§ **WRITTEN PROBLEM**: Copy the data exactly as it appears, and do not include any pictures.

§ **MATERIAL FOR THE TASK**:

* Begin *

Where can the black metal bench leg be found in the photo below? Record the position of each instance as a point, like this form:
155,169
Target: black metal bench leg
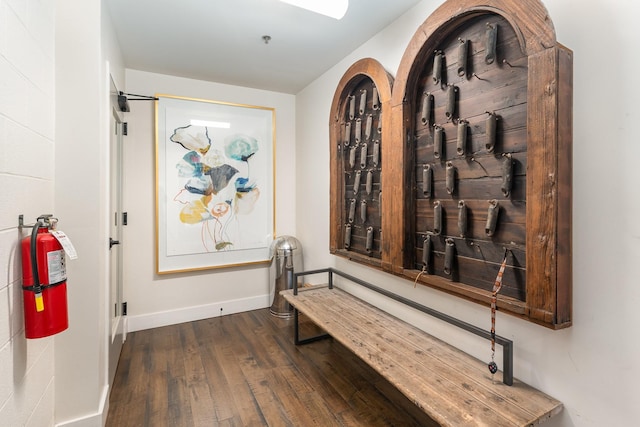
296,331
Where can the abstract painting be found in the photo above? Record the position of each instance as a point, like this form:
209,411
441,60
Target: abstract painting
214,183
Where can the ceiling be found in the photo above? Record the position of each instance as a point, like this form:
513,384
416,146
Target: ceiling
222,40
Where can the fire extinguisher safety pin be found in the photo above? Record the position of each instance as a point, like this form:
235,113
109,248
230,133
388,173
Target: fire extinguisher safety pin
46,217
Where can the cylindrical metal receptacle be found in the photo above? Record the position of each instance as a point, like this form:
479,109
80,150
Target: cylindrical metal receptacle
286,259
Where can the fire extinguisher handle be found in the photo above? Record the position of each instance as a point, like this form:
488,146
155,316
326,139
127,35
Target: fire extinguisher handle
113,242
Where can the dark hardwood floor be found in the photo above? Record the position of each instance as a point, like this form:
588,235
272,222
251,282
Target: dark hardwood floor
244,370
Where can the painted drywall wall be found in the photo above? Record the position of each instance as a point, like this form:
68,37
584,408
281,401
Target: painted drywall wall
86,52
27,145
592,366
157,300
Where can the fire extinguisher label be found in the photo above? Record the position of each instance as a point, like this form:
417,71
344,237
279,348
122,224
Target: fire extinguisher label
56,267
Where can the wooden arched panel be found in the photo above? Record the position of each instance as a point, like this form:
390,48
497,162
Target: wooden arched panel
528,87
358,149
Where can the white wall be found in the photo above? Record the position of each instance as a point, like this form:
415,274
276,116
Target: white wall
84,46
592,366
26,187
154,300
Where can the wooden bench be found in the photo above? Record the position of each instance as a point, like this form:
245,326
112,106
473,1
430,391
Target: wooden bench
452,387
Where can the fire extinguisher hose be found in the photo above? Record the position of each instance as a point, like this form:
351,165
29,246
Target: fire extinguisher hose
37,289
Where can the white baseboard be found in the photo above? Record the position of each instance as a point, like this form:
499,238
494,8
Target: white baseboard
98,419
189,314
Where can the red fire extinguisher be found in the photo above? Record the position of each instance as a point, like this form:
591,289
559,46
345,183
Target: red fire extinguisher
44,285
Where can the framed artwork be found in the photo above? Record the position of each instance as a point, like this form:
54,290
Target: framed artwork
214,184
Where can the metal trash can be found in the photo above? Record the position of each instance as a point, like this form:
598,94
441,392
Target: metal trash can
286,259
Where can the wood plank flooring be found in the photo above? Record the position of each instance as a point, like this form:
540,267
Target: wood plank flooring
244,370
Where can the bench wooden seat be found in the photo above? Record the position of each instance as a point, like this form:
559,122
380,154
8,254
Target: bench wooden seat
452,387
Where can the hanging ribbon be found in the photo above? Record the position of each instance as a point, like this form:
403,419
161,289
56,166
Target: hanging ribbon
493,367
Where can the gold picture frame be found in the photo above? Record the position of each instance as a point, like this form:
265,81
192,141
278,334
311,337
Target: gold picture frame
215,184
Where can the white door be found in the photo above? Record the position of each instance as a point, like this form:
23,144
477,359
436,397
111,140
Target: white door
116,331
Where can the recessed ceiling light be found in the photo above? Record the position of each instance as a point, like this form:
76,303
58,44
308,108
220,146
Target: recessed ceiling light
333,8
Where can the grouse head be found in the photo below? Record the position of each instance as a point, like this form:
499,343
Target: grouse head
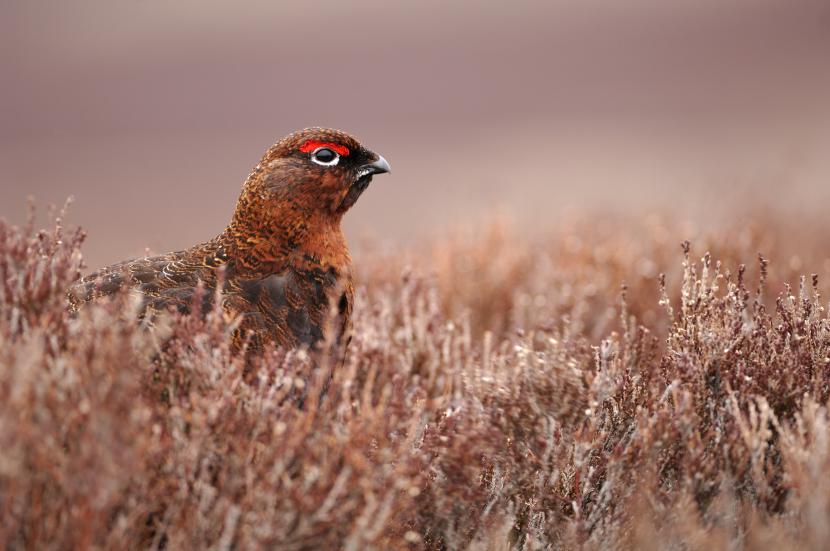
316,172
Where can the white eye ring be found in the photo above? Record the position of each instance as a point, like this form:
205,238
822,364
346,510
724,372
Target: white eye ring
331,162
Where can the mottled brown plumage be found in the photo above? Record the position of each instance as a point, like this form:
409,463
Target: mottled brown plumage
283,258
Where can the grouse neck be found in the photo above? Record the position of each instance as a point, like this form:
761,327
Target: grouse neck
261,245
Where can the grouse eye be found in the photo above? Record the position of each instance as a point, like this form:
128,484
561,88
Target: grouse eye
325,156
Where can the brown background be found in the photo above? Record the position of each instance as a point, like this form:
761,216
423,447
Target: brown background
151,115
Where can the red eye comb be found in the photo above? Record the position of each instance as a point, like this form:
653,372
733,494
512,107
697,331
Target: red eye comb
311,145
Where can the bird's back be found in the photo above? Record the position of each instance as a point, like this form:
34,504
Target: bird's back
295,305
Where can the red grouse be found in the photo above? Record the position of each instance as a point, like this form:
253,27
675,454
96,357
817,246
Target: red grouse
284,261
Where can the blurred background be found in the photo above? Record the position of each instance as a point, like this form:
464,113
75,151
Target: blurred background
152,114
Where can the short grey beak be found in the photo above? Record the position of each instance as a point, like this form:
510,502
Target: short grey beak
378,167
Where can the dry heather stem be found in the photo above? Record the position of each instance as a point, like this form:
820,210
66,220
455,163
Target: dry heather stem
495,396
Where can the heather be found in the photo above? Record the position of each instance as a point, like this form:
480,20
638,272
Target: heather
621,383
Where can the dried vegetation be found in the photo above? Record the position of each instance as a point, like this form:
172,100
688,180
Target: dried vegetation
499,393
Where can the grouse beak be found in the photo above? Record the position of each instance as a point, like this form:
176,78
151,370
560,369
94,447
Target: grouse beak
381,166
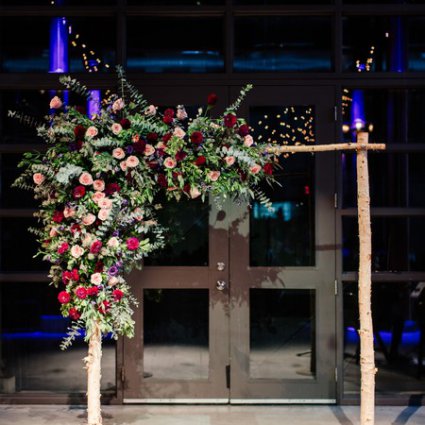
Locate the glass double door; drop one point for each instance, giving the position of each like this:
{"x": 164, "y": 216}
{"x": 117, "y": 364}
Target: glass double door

* End *

§ **SOLUTION TO THIS PROBLEM**:
Where can the black metal bench leg be found in the photo below? Record the position of each instance as a point, like this form:
155,169
Target: black metal bench leg
296,331
Where can the abstract painting be found in the photo above? Record the position of each instance as a point, like this form:
209,411
441,60
Target: abstract painting
214,183
Where can the ceiling be found in the photo above? Record the position of each instance as a point, like this form:
513,384
416,146
Target: ceiling
222,40
Where can the fire extinguisher safety pin be found in the photo above? Record the position of each instance as a point, like this form:
235,113
109,248
230,133
388,173
Target: fire extinguisher safety pin
46,217
Where can the cylindrical metal receptacle be found in the photo above? Record the position of each instance as a point, like this form:
479,109
80,150
Target: cylindrical metal receptacle
286,259
Where can the fire extinguisher handle be found in the photo above? Record the position of each instance as a point, like this form:
488,146
155,316
326,139
127,35
Target: fire extinguisher handle
113,242
Where can the dark hardwood floor be found in the photo above? Record the position of each instance as a point, like this form:
588,235
272,222
251,282
Target: dark hardwood floor
244,370
Where can the painted drywall wall be found in the photo above? Record the position of each instance as a point, like this form:
68,37
584,408
281,401
Target: painted drywall wall
86,52
27,145
592,366
157,300
Where can the fire extinguisher label be found in the photo above? Record the position of each instance as a point, like this form:
417,71
344,237
279,348
122,224
Target: fire extinguisher label
56,267
Where can the wooden arched panel be found in the photo above? Record the position of each instance as a point, like this form:
390,48
497,162
Target: wooden arched panel
528,87
358,149
Where can the white wall be found in the photo above? Record the position of each instance as a point, like this form:
415,274
276,116
Target: white wall
84,46
592,366
26,187
154,300
Where can the wooden bench be found in the photo above? Record the position of each instance as a point, like this form:
245,326
112,106
473,1
430,391
Target: wooden bench
452,387
Where can the fire extinguisher hose be found in the photo above? Record the position of each instance as a point, like this form:
351,165
29,246
Target: fire extinguisher hose
37,289
Where can the white baseboard be found in the photo above? Record the position of each instance as a point, like this form:
499,238
494,8
Target: white baseboard
98,419
189,314
Where can the red fire extinguisher be found in the photo above? Record the position of each instance as a point, like this form:
591,289
559,46
345,183
Target: red fire extinguisher
44,285
Where can the framed artwork be found in the photo above? Record the position of each instance as a point, like this form:
54,290
Target: framed artwork
214,184
Where can the metal trash can be found in the photo above? Record the position of each instance as a point, like this form:
598,94
441,392
Target: metal trash can
286,259
Where can the wood plank flooring be found in the photo above? Record the position of each instance as a point, like this form:
540,267
Target: wood plank flooring
244,370
Where can the bench wooden seat be found in the photo above? Record the position of each instance as a point, like this form:
559,122
380,154
8,254
Target: bench wooden seat
452,387
Where can the hanging ribbon be found in the photo above? Record the position of each instance as a point, like this form:
403,419
161,289
56,166
Target: hanging ribbon
493,367
Where can the gold picture frame be found in the photo above? Record the position of each instance as a point, like this form:
265,81
192,141
278,334
311,337
Target: gold picture frame
215,184
Where can the white door be found in the photo above? Record the position of each instance as a point, like this form:
23,144
477,359
436,397
111,140
Target: white door
116,331
Where can the recessed ceiling light be found in the photo above? Record the position of each instance as a point, like this form:
76,303
58,44
308,108
220,146
Target: recessed ceiling light
333,8
Where can the grouse head be found in the photo below? Record the position of each instance as a point, like this form:
499,343
Target: grouse head
316,172
Where can the white eye ring be found in the photo above? Record the position of each instance as a point, like this form:
205,238
822,364
346,510
724,372
Target: white eye ring
331,162
Where can the mottled brown plumage be found in the photo above? Record the position of each instance as a point, like this form:
409,463
Target: mottled brown plumage
283,258
Where can the grouse neck be found in the photo above? Record the position of each instance as a point, like this form:
761,327
Target: grouse neck
261,245
Where can the grouse eye be found in the photo above? Record the position of each instance as a point, like this form:
128,484
561,88
Target: grouse eye
325,156
Where can the brown background be found in the photo above? Record the position of each instance as a point, like this form:
761,216
423,447
Target: brown background
151,115
Where can the red eye comb be found in the photo above? Record the position of each instance as a point, like this form:
653,372
733,494
512,107
697,331
Target: red eye comb
311,145
Where can the bird's back be found in the photo above? Record the position of each instance as a point, like this form:
34,504
Target: bird's back
295,305
Where can the red grouse be found in the photo above? Record the position of each instance as a point, like this form:
253,27
675,454
96,357
817,246
Target: red grouse
284,261
Where can the blurred background be found in the photo above? Record the position of each instance as a point, like this form:
464,113
75,151
Target: blurred background
152,114
Where can the short grey beak be found in the photo above? Record the position of each instance as a point, like this form:
510,502
Target: short grey beak
378,167
Where can the dry heather stem be found in the photo above? Record the position of each instance as a point, like this form:
820,210
66,220
455,163
Target: dry heather stem
495,396
Where can the heather be found in the photo above? Record the position of each instance as a point, like this form:
480,20
638,272
Target: heather
621,383
Where can the dried vegetation be found in the photo above? Record the position of each instance as a point, like this form:
172,100
688,180
Target: dried vegetation
499,393
Where can the grouse beak be found in the photo above? Record the position of each instance as a point, like this form:
176,78
151,370
560,369
94,447
Target: grouse beak
381,166
Locate the glass double door; drop one point for each instance, giving the position of each like this:
{"x": 164, "y": 216}
{"x": 117, "y": 364}
Target: glass double door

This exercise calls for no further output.